**** Data under study
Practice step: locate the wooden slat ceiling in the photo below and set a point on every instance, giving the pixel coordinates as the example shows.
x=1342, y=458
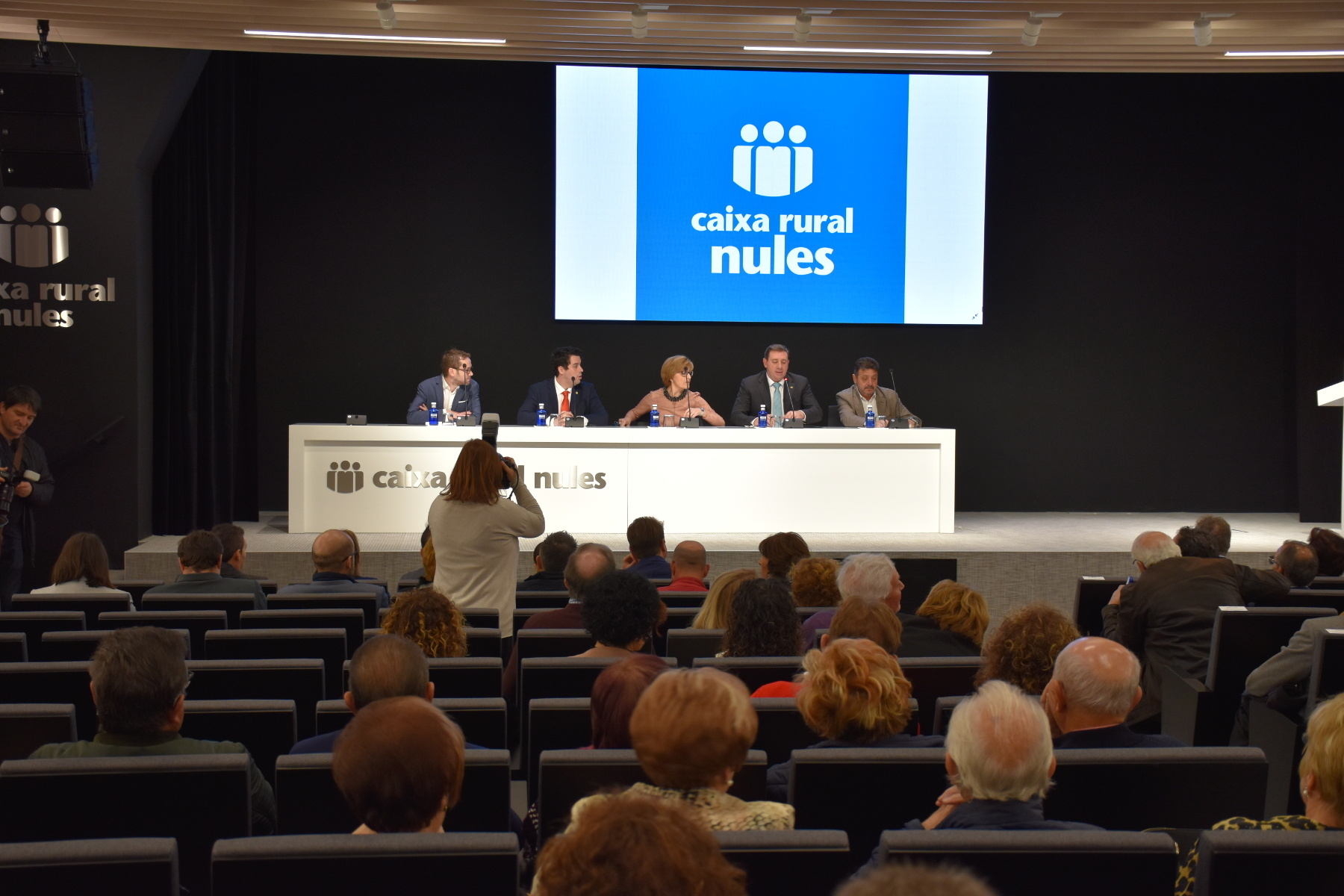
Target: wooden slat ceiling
x=1089, y=37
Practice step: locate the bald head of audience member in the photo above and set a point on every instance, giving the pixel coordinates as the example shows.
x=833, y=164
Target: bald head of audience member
x=688, y=561
x=388, y=665
x=999, y=744
x=589, y=563
x=1095, y=685
x=1154, y=547
x=332, y=553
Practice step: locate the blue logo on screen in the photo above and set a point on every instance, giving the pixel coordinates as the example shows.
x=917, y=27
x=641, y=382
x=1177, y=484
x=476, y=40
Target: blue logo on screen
x=771, y=196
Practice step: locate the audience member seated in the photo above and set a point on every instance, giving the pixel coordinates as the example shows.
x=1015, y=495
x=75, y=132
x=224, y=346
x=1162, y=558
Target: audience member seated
x=1195, y=543
x=386, y=665
x=779, y=554
x=636, y=845
x=813, y=582
x=690, y=567
x=430, y=621
x=1021, y=650
x=235, y=551
x=399, y=766
x=957, y=610
x=853, y=695
x=335, y=571
x=1322, y=775
x=549, y=559
x=1095, y=687
x=199, y=558
x=1330, y=551
x=1167, y=615
x=858, y=618
x=915, y=880
x=81, y=568
x=764, y=622
x=139, y=682
x=718, y=603
x=1219, y=528
x=648, y=554
x=999, y=762
x=691, y=731
x=589, y=563
x=620, y=610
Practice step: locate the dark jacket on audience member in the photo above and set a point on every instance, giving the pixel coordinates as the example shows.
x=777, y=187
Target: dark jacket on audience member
x=1167, y=617
x=213, y=583
x=1115, y=736
x=777, y=777
x=114, y=746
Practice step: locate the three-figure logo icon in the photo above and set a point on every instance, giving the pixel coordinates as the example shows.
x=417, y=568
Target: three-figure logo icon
x=344, y=477
x=33, y=243
x=777, y=171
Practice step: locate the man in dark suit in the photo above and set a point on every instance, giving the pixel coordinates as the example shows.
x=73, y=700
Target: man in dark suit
x=455, y=394
x=786, y=396
x=1093, y=688
x=566, y=394
x=199, y=558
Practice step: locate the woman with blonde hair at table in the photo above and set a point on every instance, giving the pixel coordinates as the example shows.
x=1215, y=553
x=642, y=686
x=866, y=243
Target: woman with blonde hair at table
x=675, y=399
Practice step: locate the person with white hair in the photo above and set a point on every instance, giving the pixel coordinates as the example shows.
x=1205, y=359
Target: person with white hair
x=1093, y=688
x=874, y=576
x=1167, y=615
x=999, y=761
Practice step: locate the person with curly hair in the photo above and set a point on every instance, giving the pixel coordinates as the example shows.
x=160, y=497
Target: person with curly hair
x=718, y=603
x=959, y=610
x=764, y=621
x=430, y=620
x=621, y=612
x=853, y=695
x=1021, y=650
x=636, y=845
x=815, y=582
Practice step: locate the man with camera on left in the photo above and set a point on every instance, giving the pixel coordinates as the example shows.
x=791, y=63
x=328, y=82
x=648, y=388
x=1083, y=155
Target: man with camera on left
x=25, y=485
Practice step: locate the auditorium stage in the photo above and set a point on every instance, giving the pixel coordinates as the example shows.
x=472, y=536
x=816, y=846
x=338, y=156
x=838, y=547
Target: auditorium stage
x=1009, y=558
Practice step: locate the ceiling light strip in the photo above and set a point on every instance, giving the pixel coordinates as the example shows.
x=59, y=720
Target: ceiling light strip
x=373, y=38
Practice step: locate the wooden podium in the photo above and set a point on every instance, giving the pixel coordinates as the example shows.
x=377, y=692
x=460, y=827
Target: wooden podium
x=1334, y=396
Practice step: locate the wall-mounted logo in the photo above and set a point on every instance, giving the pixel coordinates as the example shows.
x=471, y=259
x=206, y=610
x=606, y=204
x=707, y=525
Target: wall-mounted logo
x=773, y=171
x=33, y=243
x=344, y=477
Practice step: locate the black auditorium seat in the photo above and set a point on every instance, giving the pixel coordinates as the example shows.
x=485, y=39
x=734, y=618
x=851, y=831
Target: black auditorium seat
x=65, y=682
x=327, y=645
x=299, y=680
x=27, y=726
x=567, y=775
x=1253, y=862
x=788, y=862
x=1028, y=862
x=482, y=719
x=349, y=618
x=482, y=864
x=198, y=622
x=198, y=800
x=754, y=671
x=267, y=727
x=311, y=803
x=141, y=865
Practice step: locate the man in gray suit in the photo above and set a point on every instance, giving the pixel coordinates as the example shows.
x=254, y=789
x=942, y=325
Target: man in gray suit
x=786, y=396
x=853, y=402
x=455, y=394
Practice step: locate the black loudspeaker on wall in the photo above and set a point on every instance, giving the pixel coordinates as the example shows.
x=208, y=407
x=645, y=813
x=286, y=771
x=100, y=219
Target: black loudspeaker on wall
x=46, y=129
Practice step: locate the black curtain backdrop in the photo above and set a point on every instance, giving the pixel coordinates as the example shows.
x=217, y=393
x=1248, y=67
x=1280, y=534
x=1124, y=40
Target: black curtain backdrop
x=205, y=311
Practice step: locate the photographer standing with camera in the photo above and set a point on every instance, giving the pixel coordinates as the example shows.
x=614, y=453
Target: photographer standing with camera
x=25, y=484
x=476, y=532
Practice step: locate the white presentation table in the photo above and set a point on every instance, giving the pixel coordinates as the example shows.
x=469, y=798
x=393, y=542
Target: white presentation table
x=707, y=480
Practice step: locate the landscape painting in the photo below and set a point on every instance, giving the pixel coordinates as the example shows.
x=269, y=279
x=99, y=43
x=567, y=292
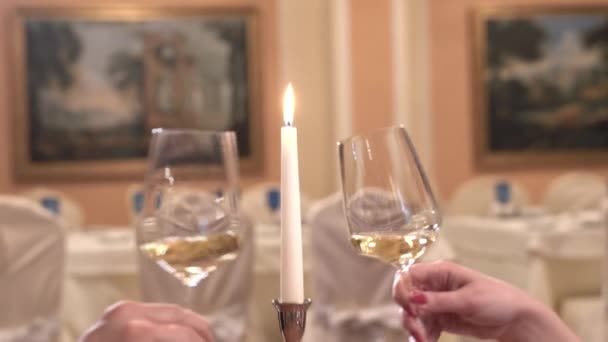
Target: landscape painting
x=542, y=85
x=95, y=83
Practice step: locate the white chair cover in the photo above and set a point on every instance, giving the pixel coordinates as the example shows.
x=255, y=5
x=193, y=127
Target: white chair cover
x=574, y=191
x=254, y=203
x=585, y=316
x=352, y=293
x=222, y=298
x=69, y=210
x=31, y=275
x=500, y=251
x=476, y=196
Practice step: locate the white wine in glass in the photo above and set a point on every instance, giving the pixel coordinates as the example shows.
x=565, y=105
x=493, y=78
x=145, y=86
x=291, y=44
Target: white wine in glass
x=186, y=229
x=391, y=212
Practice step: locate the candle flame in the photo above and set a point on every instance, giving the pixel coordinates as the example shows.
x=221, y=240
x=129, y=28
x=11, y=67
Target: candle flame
x=288, y=105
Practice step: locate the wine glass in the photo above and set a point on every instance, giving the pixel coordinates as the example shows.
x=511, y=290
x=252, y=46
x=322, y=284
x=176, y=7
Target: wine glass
x=391, y=212
x=187, y=227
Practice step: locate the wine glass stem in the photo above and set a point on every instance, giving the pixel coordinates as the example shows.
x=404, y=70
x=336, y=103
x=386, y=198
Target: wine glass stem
x=189, y=298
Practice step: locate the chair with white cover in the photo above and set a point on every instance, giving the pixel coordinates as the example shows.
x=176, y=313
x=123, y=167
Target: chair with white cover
x=571, y=263
x=60, y=204
x=574, y=192
x=223, y=297
x=31, y=271
x=476, y=196
x=262, y=203
x=352, y=300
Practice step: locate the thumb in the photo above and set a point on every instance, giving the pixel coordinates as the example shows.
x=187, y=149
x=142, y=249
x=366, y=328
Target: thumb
x=447, y=302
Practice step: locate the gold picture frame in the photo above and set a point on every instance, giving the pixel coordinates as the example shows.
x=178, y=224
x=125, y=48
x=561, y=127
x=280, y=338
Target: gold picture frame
x=157, y=49
x=525, y=113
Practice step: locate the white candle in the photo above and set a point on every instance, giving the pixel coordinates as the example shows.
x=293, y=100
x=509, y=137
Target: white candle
x=292, y=270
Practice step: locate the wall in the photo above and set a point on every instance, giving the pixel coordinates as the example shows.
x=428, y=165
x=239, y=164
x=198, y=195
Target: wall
x=452, y=98
x=105, y=202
********
Are you able to set down all the lines above exactly, without any pictures?

Practice step: locate the wooden slat ceiling in the photo below and set a point on every instance, giving the pixel coordinates as the example shows.
x=1342, y=458
Target: wooden slat ceiling
x=1089, y=37
Practice step: locate the bald head of audience member in the photo above and set a point on every instance, giving the pixel coordinates as the example shows.
x=833, y=164
Target: bald head of audience member
x=688, y=561
x=388, y=665
x=999, y=744
x=589, y=563
x=1095, y=685
x=1154, y=547
x=332, y=553
Practice step: locate the blue logo on screen in the photo above and set a point on every instance, giving the pixel coordinates as the example shows.
x=917, y=27
x=641, y=382
x=1177, y=484
x=476, y=40
Target: blue logo on screen
x=771, y=196
Practice step: locate the audience member seated in the photo above and set a point on every instance, giving the pixel coordinates as the example shows.
x=1015, y=495
x=75, y=132
x=224, y=346
x=1162, y=558
Target: audience member seated
x=1195, y=543
x=386, y=665
x=779, y=554
x=636, y=845
x=813, y=582
x=690, y=567
x=430, y=621
x=1021, y=650
x=235, y=551
x=399, y=766
x=957, y=610
x=853, y=695
x=335, y=571
x=1322, y=775
x=549, y=559
x=1095, y=687
x=199, y=558
x=1330, y=551
x=1167, y=615
x=858, y=618
x=915, y=880
x=81, y=568
x=764, y=622
x=139, y=682
x=718, y=603
x=1219, y=528
x=648, y=554
x=999, y=762
x=691, y=731
x=589, y=563
x=620, y=610
Practice step: locate the dark jacket on audience member in the photo above and set a point on every instance, giving the pixel coordinates as the example shows.
x=777, y=187
Target: dark jacket on audience member
x=1167, y=617
x=213, y=583
x=1115, y=736
x=777, y=777
x=114, y=746
Practice step: locate the three-figure logo icon in the photo above and set a point on every instance, giving the pixel coordinates as the example shows.
x=417, y=568
Target: three-figure logo icon
x=344, y=477
x=33, y=243
x=777, y=171
Practice step: locate the man in dark suit in the photo above and set a point on every instance, giving the pixel coordinates as the example shows.
x=73, y=700
Target: man in dark suit
x=455, y=394
x=786, y=396
x=1093, y=688
x=566, y=394
x=199, y=558
Practice step: locate the woman with blonde hair at table in the photo above and set a point on every instance, giving the pixel coordinates as the example shows.
x=1215, y=553
x=642, y=686
x=866, y=243
Target: woman with blonde hair at table
x=675, y=399
Practice step: locate the person with white hair in the photo above and set a point on every instance, giving the pixel coordinates as the example shows.
x=1205, y=359
Target: person with white hair
x=1093, y=688
x=874, y=576
x=1167, y=615
x=999, y=761
Practice step: locate the person with curly hair in the photo above and set a point on every instance, giving the pixel coordinates as the example shows.
x=160, y=497
Target: person with curly hair
x=718, y=603
x=959, y=610
x=764, y=621
x=430, y=620
x=621, y=612
x=853, y=695
x=1021, y=650
x=636, y=845
x=815, y=582
Practice step: locate the man with camera on left in the photo above and set a point on every instance, giving the pixel coordinates as the example shows.
x=791, y=63
x=328, y=82
x=648, y=388
x=1083, y=155
Target: man with camera on left
x=25, y=485
Practice step: locate the auditorium stage in the photo above and set a point on every instance, giving the pixel coordinates as the example shows.
x=472, y=536
x=816, y=846
x=338, y=156
x=838, y=547
Target: auditorium stage
x=1009, y=558
Practice step: locate the ceiling light strip in the photo above and set a point on every instance, giving the pixel coordinates as the example shows.
x=59, y=720
Target: ceiling light strip
x=373, y=38
Practice step: locate the wooden podium in the photo above and set a point on every instance, giving the pixel coordinates as the example shows.
x=377, y=692
x=460, y=827
Target: wooden podium
x=1334, y=396
Practice step: locate the wall-mounted logo in the photo above and set a point on every instance, giving the pixel coordinates as the example shows.
x=471, y=259
x=206, y=610
x=606, y=204
x=707, y=525
Target: wall-mounted logo
x=773, y=171
x=33, y=243
x=344, y=477
Practice step: locate the black auditorium seat in the photo above and set a point on every instance, giving the pixel coordinates as the example shows.
x=485, y=39
x=734, y=618
x=851, y=831
Target: black auditorium seat
x=65, y=682
x=327, y=645
x=299, y=680
x=27, y=726
x=567, y=775
x=1253, y=862
x=788, y=862
x=1028, y=862
x=482, y=719
x=349, y=618
x=482, y=864
x=198, y=622
x=198, y=800
x=754, y=671
x=267, y=727
x=311, y=803
x=141, y=865
Practice step: locate the man in gray suit in the photo above and set a point on every instance, giving the pixel coordinates as the example shows.
x=254, y=789
x=942, y=325
Target: man in gray suit
x=786, y=396
x=853, y=402
x=455, y=394
Practice step: locate the black loudspeaker on wall in the photo above and set a point on every instance, giving the pixel coordinates as the example shows.
x=208, y=407
x=645, y=813
x=286, y=771
x=100, y=219
Target: black loudspeaker on wall
x=46, y=129
Practice step: locate the black curtain backdrop in the photo above and set a point on every instance, giving the pixel coordinates as the example shows.
x=217, y=393
x=1248, y=67
x=1280, y=534
x=1124, y=40
Target: black curtain backdrop
x=205, y=311
Practice step: locate the photographer standing with camera in the photo above and set a point on every instance, giving the pixel coordinates as the example shows.
x=614, y=453
Target: photographer standing with camera
x=25, y=484
x=476, y=532
Practice step: locate the white presentation table in the photo above and set a point on every instance, giving the pixel coordinates as the example shows.
x=469, y=798
x=393, y=542
Target: white presentation table
x=707, y=480
Practice step: locate the landscape painting in the photo below and set a point on every instance, giving the pixel coordinates as the example shows.
x=269, y=279
x=99, y=43
x=567, y=292
Target: landscape painting
x=542, y=85
x=95, y=83
Practice step: locate the white chair cover in the photo above and set a point on every instance, giving the pixel coordinates as the example shows.
x=255, y=5
x=193, y=127
Target: white chair cover
x=574, y=191
x=254, y=203
x=585, y=316
x=352, y=293
x=222, y=298
x=69, y=210
x=31, y=275
x=500, y=251
x=476, y=196
Practice step: locate the white wine in glass in the photo above and set a point on every instance, giving the pixel coordinates as the example shows.
x=565, y=105
x=493, y=78
x=145, y=86
x=291, y=44
Target: white wine in glass
x=186, y=229
x=391, y=212
Practice step: locate the candle flame in the photo above and set a point on every instance, giving the pixel coordinates as the example shows.
x=221, y=240
x=129, y=28
x=11, y=67
Target: candle flame
x=288, y=105
Practice step: locate the wine glass in the photo above and set a point on every instance, giving the pixel coordinates as the example shows.
x=511, y=290
x=252, y=46
x=322, y=284
x=176, y=7
Target: wine glass
x=391, y=212
x=187, y=227
Practice step: locate the wine glass stem in the photo above and set a point on every instance, giving the pixel coordinates as the example shows.
x=404, y=70
x=336, y=103
x=386, y=198
Target: wine glass stem
x=189, y=298
Practice step: locate the chair with white cover in the photo above and set a point on every instance, giving the pixel coordinates as the example shows.
x=176, y=313
x=123, y=167
Target: chair with white cover
x=571, y=263
x=60, y=204
x=574, y=192
x=223, y=297
x=31, y=271
x=476, y=196
x=262, y=203
x=352, y=300
Practice step: locate the thumb in the photo above and set a point on every instance, giving the pixel coordinates as the example shows.
x=187, y=149
x=142, y=249
x=366, y=328
Target: thumb
x=447, y=302
Practice step: locate the gold picture frame in the photo above and set a point on every instance, giving the pixel coordinates as the example shows.
x=178, y=224
x=125, y=48
x=561, y=127
x=280, y=338
Target: gold picture frame
x=157, y=49
x=525, y=113
Practice step: locate the white candle in the photo above and set a point on every instance, giving the pixel coordinates as the example shows.
x=293, y=100
x=509, y=137
Target: white candle
x=292, y=270
Practice step: locate the wall in the photo above and set a point on every instance, giving the pixel coordinates as the example shows.
x=428, y=165
x=239, y=164
x=198, y=195
Target: wall
x=452, y=98
x=105, y=202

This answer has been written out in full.